_Directions_
Count the lines in the rows below that contain the string "white", treating uppercase and lowercase as different. Reply with only the number.

start Data to process

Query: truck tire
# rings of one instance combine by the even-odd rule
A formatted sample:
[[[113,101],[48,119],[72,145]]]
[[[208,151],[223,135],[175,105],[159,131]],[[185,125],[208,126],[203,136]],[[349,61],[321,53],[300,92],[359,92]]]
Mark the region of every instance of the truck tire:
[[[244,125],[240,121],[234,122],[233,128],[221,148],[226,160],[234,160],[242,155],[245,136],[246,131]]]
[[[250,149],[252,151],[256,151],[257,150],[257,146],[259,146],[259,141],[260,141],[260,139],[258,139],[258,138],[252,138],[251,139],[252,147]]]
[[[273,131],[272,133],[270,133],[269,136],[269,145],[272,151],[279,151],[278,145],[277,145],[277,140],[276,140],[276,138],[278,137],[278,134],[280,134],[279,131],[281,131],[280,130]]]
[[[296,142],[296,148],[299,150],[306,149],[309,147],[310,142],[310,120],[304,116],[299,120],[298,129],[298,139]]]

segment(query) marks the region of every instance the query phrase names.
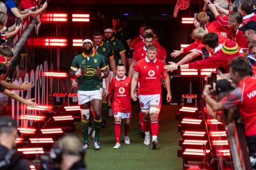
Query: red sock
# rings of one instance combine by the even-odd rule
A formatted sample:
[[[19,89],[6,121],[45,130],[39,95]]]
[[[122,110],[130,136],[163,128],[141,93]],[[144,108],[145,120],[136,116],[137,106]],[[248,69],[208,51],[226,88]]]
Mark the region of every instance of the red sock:
[[[158,121],[152,121],[151,122],[151,132],[152,136],[158,136],[158,131],[159,129],[159,124]]]
[[[115,137],[116,143],[120,143],[120,135],[121,134],[121,122],[115,122]]]
[[[150,121],[145,122],[143,119],[144,122],[144,130],[145,132],[149,132],[150,129]]]
[[[125,136],[128,136],[128,133],[129,133],[129,131],[130,130],[130,123],[128,124],[124,124],[124,135]]]
[[[143,113],[142,113],[141,111],[140,111],[139,116],[140,116],[140,129],[144,129],[144,120],[143,120],[144,116],[143,116]]]

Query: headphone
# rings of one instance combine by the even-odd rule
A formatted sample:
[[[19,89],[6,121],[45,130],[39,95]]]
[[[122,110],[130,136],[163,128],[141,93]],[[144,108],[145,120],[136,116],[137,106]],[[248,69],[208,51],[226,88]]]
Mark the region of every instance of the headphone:
[[[63,154],[81,156],[83,159],[84,150],[76,136],[65,136],[53,145],[50,151],[50,157],[56,163],[61,162]]]

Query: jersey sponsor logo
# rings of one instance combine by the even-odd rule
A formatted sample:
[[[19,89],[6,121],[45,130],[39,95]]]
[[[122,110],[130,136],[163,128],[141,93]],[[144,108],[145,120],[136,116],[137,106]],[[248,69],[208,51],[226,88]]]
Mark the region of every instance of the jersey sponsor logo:
[[[120,94],[124,94],[125,92],[125,89],[121,87],[120,88],[119,88],[118,92]]]
[[[85,72],[84,75],[86,76],[94,76],[94,72],[96,69],[93,68],[87,68],[87,71]]]
[[[249,97],[249,99],[252,99],[252,97],[255,97],[256,96],[256,90],[253,90],[253,91],[250,92],[247,94],[247,97]]]
[[[143,107],[144,106],[144,103],[143,103],[142,102],[140,103],[140,106]]]
[[[154,76],[155,75],[155,71],[154,70],[150,70],[148,71],[148,74],[150,77]]]

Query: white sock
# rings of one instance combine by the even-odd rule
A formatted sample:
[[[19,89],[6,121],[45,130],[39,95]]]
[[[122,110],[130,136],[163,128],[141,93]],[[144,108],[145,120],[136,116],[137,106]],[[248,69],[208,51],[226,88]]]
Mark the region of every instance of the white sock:
[[[152,141],[157,141],[157,136],[152,136]]]
[[[147,138],[150,138],[150,132],[145,132],[145,136]]]

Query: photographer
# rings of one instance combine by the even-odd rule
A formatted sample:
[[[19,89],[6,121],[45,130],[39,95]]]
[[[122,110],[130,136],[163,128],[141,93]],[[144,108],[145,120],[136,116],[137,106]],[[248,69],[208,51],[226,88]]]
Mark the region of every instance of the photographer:
[[[59,167],[57,169],[86,170],[82,146],[82,143],[75,136],[67,136],[59,139],[50,153],[50,157]]]
[[[211,85],[207,85],[203,91],[204,97],[212,111],[237,107],[244,125],[250,159],[253,168],[256,168],[256,78],[247,75],[250,66],[245,57],[236,57],[230,62],[229,67],[231,80],[237,87],[217,103],[209,95]]]
[[[15,149],[17,128],[17,123],[12,117],[0,117],[0,170],[30,169],[24,155]]]

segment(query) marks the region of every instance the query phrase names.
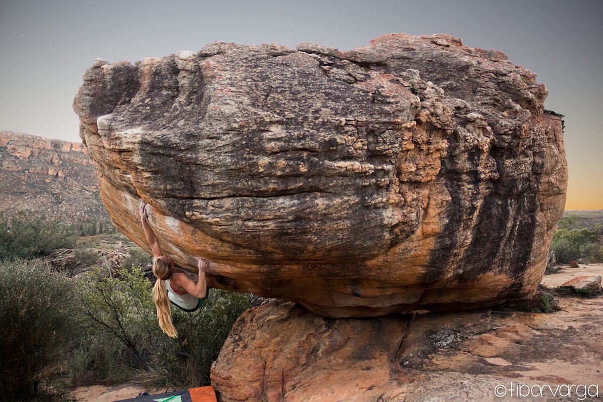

end Data to process

_Exercise solution_
2